Textauszug =>
>>>
Bundestagsvizepräsidentin Claudia Roth (61) freut sich, als Ehrengast des Africa Festivals mal wieder in Würzburg zu sein. Kulturelle Vielfalt, das ist eines der Lieblingsthemen der Grünen-Politikerin. Ein anderes sind Demokratie und Menschenrechte. Im Interview findet Roth deutliche Worte gegen die Türkei-Politik von Europäischer Union und Bundesregierung.

Frage: Wenn man bei Google Claudia Roth und Kuba eingibt, kommen zuerst Meldungen von 2003, als man Ihnen die Einreise verweigert hat. 2015 sind sie nun dort gewesen. Was hat sich verändert?

Claudia Roth: Ich durfte damals als Menschenrechtsbeauftragte der Bundesregierung nicht einreisen, weil ich die Einschränkung politischer Freiheiten kritisiert hatte. Jetzt bin ich mit dem Bundestags-Unterausschuss für Auswärtige Kultur- und Bildungspolitik gereist und habe herzenswarme Menschen getroffen. Menschen, die Freude am Leben haben, vor allem aber auch Erwartungen an ihre Zukunft, dass die Öffnung vorangeht, und zwar nicht nur für internationale Konzerne. Kuba als Gastland beim Africa Festival ist topaktuell. Ich hoffe sehr, dass dies Auftrieb gibt, damit endlich ein Kulturabkommen zwischen Deutschland und Kuba abgeschlossen wird. Auf diesen zivilgesellschaftlichen Austausch warten viele Gruppierungen.

Woran scheitert das bisher?

Roth: In der kubanischen Regierung gibt es unterschiedliche Auffassungen darüber, wie weit die Öffnung gehen soll. Manche fürchten, dass mit einer Stärkung der Zivilgesellschaft auch der Wunsch nach politischen Freiheiten stärker wird. Auch wir sollten nicht verzichten, bei aller Anerkennung sozialer Errungenschaften auf Kuba Dinge wie Presse- und Meinungsfreiheit anzumahnen.

Aktuell beschäftigt Sie vor allem die Lage in der Türkei. Die EU verlangt von der Regierung Erdogan die Reform ihrer Anti-Terror-Gesetze, sonst werde es keine Visafreiheit für Türken geben. Europa macht Druck. Das müssten Sie eigentlich begrüßen.
<<<
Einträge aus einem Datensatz
>>>
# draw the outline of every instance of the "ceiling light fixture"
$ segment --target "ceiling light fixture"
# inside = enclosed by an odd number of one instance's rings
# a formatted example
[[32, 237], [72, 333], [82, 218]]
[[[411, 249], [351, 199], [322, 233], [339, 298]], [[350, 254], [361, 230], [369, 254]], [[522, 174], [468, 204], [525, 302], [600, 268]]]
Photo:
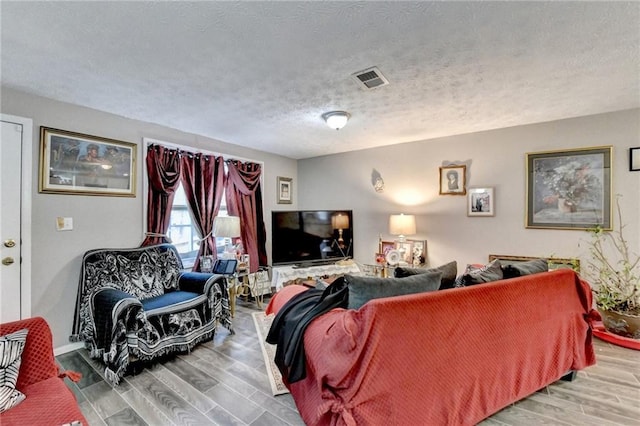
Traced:
[[322, 118], [327, 122], [327, 126], [336, 130], [342, 129], [347, 124], [347, 121], [349, 121], [349, 117], [351, 117], [351, 115], [346, 111], [331, 111], [322, 114]]

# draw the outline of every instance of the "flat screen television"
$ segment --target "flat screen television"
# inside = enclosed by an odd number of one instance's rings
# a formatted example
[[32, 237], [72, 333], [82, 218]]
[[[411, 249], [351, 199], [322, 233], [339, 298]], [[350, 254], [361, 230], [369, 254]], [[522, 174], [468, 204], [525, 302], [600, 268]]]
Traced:
[[353, 256], [351, 210], [271, 212], [274, 265], [314, 265]]

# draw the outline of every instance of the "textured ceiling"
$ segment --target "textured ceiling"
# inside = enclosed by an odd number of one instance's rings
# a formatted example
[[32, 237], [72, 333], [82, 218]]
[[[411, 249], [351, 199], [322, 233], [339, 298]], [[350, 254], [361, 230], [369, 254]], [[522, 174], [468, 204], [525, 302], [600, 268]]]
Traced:
[[[9, 2], [2, 85], [291, 158], [640, 107], [638, 2]], [[390, 84], [361, 89], [377, 66]], [[346, 110], [329, 129], [321, 114]], [[74, 130], [74, 129], [69, 129]]]

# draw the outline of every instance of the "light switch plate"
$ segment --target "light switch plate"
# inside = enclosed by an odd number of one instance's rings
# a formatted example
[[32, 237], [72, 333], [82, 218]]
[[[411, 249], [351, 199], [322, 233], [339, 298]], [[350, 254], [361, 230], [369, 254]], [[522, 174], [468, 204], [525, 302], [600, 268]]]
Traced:
[[71, 231], [73, 229], [73, 218], [58, 216], [56, 218], [56, 229], [58, 231]]

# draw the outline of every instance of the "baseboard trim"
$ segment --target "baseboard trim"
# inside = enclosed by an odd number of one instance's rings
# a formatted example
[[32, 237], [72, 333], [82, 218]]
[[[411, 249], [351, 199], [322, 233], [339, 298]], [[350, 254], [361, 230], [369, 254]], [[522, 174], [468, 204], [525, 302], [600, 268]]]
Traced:
[[84, 342], [69, 343], [68, 345], [60, 346], [53, 349], [53, 355], [58, 356], [66, 354], [67, 352], [75, 351], [76, 349], [84, 348]]

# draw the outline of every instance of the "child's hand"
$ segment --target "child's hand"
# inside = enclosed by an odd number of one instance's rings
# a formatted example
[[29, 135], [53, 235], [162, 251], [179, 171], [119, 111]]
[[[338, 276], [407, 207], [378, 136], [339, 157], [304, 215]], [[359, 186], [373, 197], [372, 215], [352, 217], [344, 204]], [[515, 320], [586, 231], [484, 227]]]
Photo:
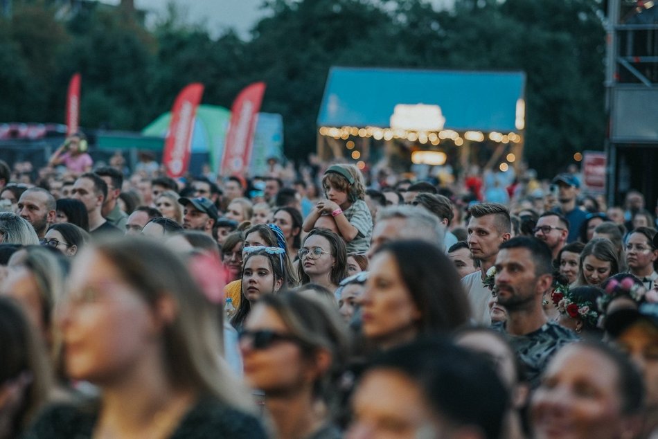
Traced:
[[329, 199], [318, 201], [316, 206], [320, 212], [324, 212], [325, 213], [331, 213], [336, 209], [340, 208], [338, 204]]

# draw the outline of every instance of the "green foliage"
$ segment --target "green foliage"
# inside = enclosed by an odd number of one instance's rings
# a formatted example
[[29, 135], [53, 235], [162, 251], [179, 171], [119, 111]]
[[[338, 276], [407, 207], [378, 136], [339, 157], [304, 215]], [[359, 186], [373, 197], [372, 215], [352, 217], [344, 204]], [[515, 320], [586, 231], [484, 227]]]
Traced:
[[16, 1], [0, 22], [0, 120], [62, 121], [75, 71], [82, 126], [116, 129], [140, 129], [189, 82], [230, 107], [263, 80], [263, 111], [283, 116], [286, 153], [303, 159], [332, 65], [522, 70], [531, 166], [550, 174], [603, 144], [600, 0], [456, 0], [448, 11], [421, 0], [267, 0], [248, 42], [213, 39], [172, 6], [149, 30], [121, 8], [90, 3], [63, 21], [44, 4]]

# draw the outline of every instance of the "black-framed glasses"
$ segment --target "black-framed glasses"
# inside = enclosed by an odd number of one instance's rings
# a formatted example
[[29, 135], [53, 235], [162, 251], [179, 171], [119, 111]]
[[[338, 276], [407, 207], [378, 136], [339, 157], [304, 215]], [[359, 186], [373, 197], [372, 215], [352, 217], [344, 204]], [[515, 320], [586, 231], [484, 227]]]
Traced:
[[242, 329], [238, 332], [238, 341], [248, 341], [253, 349], [267, 349], [278, 341], [292, 341], [301, 343], [298, 337], [290, 334], [281, 334], [270, 330], [250, 331]]
[[62, 242], [61, 241], [57, 241], [57, 240], [55, 240], [55, 239], [47, 240], [44, 239], [42, 242], [41, 244], [42, 245], [47, 245], [49, 247], [55, 247], [55, 249], [57, 249], [57, 246], [60, 245], [60, 244], [67, 247], [70, 247], [72, 245], [71, 244], [66, 244], [66, 242]]
[[327, 253], [328, 255], [331, 254], [330, 252], [323, 250], [321, 247], [312, 247], [310, 250], [308, 249], [300, 249], [299, 251], [297, 251], [297, 256], [299, 257], [300, 260], [307, 257], [310, 258], [310, 259], [318, 259], [322, 256], [322, 253]]
[[533, 229], [533, 233], [536, 233], [537, 232], [541, 231], [544, 235], [548, 235], [551, 233], [551, 230], [567, 230], [562, 227], [553, 227], [553, 226], [540, 226], [539, 227], [535, 227]]

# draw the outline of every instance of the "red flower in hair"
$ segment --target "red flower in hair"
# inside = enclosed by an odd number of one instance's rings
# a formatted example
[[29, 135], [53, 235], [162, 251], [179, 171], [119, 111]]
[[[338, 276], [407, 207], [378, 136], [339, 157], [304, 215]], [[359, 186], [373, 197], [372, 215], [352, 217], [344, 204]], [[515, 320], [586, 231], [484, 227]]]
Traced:
[[567, 314], [573, 319], [578, 317], [578, 305], [576, 303], [569, 303], [567, 305]]

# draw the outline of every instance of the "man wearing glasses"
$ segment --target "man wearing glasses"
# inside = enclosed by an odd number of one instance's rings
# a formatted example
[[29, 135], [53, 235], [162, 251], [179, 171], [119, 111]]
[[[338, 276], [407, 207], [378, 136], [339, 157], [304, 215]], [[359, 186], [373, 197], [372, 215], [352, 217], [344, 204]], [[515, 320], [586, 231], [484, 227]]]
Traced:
<<<
Aufgaben =>
A. Weshalb durfte Claudia Roth laut dem Interview 2003 nicht nach Kuba einreisen?
B. Setze das Interview mit Claudia Roth im Anschluss an den Satz „Das müssten Sie eigentlich begrüßen.“ fort.
Die Liste ist eigenständiges Material und gehört nicht zum Textauszug.

Antworten =>
A. Sie hatte als Menschenrechtsbeauftragte der Bundesregierung die Einschränkung politischer Freiheiten kritisiert.

B.
Roth: Ja, wenn es glaubwürdig und nicht so elend doppelbödig wäre. Die Visafreiheit ist ein Versprechen, das man den Menschen in der Türkei schon vor Jahrzehnten gegeben hat. Es müsste längst umgesetzt sein. Dies mit diesem Anti-Flüchtlings-Deal zu verknüpfen, halte ich für falsch und gefährlich.

Warum?

Roth: Weil mit diesen Vereinbarungen ganz offensichtlich ein Schweigegelübde gegenüber der inneren Situation in der Türkei verknüpft ist. Journalisten, die unabhängig berichten möchten, droht dort Gefängnis. Die politische Opposition wird durch die Aufhebung der Immunität von HDP-Abgeordneten kriminalisiert. In den kurdischen Gebieten tobt ein brutaler Krieg gegen die Zivilbevölkerung. Fast jede Woche passiert eine weitere Entrechtung hin zu einem autokratischen System a la Putin. Gewaltenteilung besteht im System Erdogan nicht mehr. Wenn all das aus innenpolitischen Gründen – nämlich um Flüchtlinge fern zu halten – kein Thema für unsere Regierung ist, verraten wir die Demokraten in der Türkei.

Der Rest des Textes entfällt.